DIRECTIONS FOR THIS TASK:
All records that follow are to be output exactly.

ENTRIES SHOWN:
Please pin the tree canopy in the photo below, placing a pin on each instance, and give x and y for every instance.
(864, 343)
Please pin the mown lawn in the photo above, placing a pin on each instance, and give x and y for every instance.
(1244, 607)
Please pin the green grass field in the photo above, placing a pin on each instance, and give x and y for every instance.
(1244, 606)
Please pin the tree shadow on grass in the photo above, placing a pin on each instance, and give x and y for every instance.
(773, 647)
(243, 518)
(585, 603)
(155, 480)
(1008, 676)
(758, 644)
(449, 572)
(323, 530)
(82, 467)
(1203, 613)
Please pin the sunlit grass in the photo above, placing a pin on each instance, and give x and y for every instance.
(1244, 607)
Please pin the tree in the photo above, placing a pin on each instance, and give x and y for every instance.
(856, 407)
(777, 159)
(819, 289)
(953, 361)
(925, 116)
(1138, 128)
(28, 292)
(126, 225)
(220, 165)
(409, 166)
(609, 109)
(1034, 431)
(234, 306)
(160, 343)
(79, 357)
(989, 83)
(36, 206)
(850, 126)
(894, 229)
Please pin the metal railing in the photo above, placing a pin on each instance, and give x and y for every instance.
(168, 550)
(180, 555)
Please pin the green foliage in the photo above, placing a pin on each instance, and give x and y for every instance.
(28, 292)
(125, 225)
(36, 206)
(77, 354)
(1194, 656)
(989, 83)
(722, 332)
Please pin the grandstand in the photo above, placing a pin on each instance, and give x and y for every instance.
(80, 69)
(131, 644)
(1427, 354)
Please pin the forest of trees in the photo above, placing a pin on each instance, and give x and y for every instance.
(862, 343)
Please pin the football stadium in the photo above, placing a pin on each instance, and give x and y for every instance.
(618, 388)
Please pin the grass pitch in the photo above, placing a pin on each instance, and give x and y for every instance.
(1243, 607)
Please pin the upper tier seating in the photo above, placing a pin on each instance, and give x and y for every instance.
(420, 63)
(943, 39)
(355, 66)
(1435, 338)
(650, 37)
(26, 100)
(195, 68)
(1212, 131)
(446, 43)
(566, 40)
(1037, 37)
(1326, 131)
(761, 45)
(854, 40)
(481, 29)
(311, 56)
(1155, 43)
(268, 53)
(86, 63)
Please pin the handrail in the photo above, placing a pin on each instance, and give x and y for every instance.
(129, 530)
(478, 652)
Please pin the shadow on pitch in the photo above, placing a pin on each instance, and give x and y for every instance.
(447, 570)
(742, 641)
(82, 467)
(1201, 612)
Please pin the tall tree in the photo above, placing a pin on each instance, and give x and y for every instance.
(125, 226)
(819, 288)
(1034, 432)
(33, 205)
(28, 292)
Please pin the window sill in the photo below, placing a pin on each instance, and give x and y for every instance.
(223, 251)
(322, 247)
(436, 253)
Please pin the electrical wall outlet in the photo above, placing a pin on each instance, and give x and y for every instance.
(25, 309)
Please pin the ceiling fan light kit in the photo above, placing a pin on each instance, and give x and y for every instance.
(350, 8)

WRITTEN RESPONSE:
Please pin the tree canopy in the photo below, placing a pin on each instance, and give x and y for every instance.
(864, 343)
Please pin the mown lawn in the photo above, placing a pin on each instance, and give x and y for every instance.
(1244, 607)
Please pin the green grass field in the photo above, placing a pin on each instance, and give x and y for every instance.
(1244, 606)
Please pin the tree shadow on grass in the photo above, placing a pin on each instance, and give x and y for every instance.
(773, 647)
(243, 518)
(585, 603)
(155, 480)
(1008, 676)
(758, 644)
(449, 572)
(323, 530)
(82, 467)
(1203, 613)
Please pin the sunlit grass in the photo above, placing a pin on each instance, and give x and y for every instance.
(1244, 607)
Please pin the tree in the photo above, placing a pin on each instance, and give x and y for every instance.
(856, 407)
(777, 159)
(819, 289)
(953, 361)
(925, 116)
(1138, 128)
(28, 292)
(126, 225)
(220, 165)
(409, 166)
(609, 109)
(1034, 431)
(234, 306)
(160, 343)
(79, 357)
(989, 83)
(36, 206)
(850, 126)
(894, 229)
Please pin the metal railing in the photo above, placing a pin on each instance, and give x and y for every instance.
(168, 550)
(180, 555)
Please pin the green foliage in the photo above, placing a pin on each instance, and give x and y for every instance.
(28, 292)
(125, 225)
(36, 206)
(77, 354)
(1194, 656)
(989, 83)
(722, 332)
Please pin the grandstand in the photo above, placing a pin on each instance, and give x and y for every instance.
(80, 69)
(131, 644)
(1427, 354)
Please pin the forest of trees in the photo above, placing a pin on each instance, and give x and y for every instance.
(862, 343)
Please pin the football stadium in the photo above, placing a pin on each instance, and give x and y for every instance.
(618, 388)
Please pin the grass pitch in the photo above, placing a pin on each instance, and give x and y for every instance.
(1243, 607)
Please pin the upper tier seating in the photo above, placing a pin on each instance, and give x and y for every instance.
(420, 63)
(943, 39)
(355, 66)
(1435, 338)
(650, 37)
(26, 100)
(195, 68)
(1212, 131)
(446, 43)
(566, 40)
(1037, 37)
(1326, 131)
(761, 45)
(854, 40)
(481, 29)
(311, 56)
(1155, 43)
(268, 53)
(86, 63)
Please pin the handrail in the photo above, placing a pin on each instance, and give x and y for every instance.
(129, 530)
(478, 652)
Please pin the shadow on pitch in the photo above, placing a pin on each instance, and give x and y for every instance.
(447, 570)
(742, 641)
(82, 467)
(1201, 612)
Please pin the tall tree in the photo above, placing a pin on each instance, and give x and y for every instance.
(125, 226)
(819, 288)
(1034, 432)
(33, 205)
(28, 292)
Please pin the window sill in the photo below, placing a pin on each instance, and give x and y for every instance.
(223, 251)
(322, 247)
(436, 253)
Please pin the electrical wall outlet in the photo above, placing a pin on each instance, and give x and y for every instance.
(25, 309)
Please pin the ceiling fan light kit in the photo above, placing a pin on each instance, and give x and y for every instance.
(350, 8)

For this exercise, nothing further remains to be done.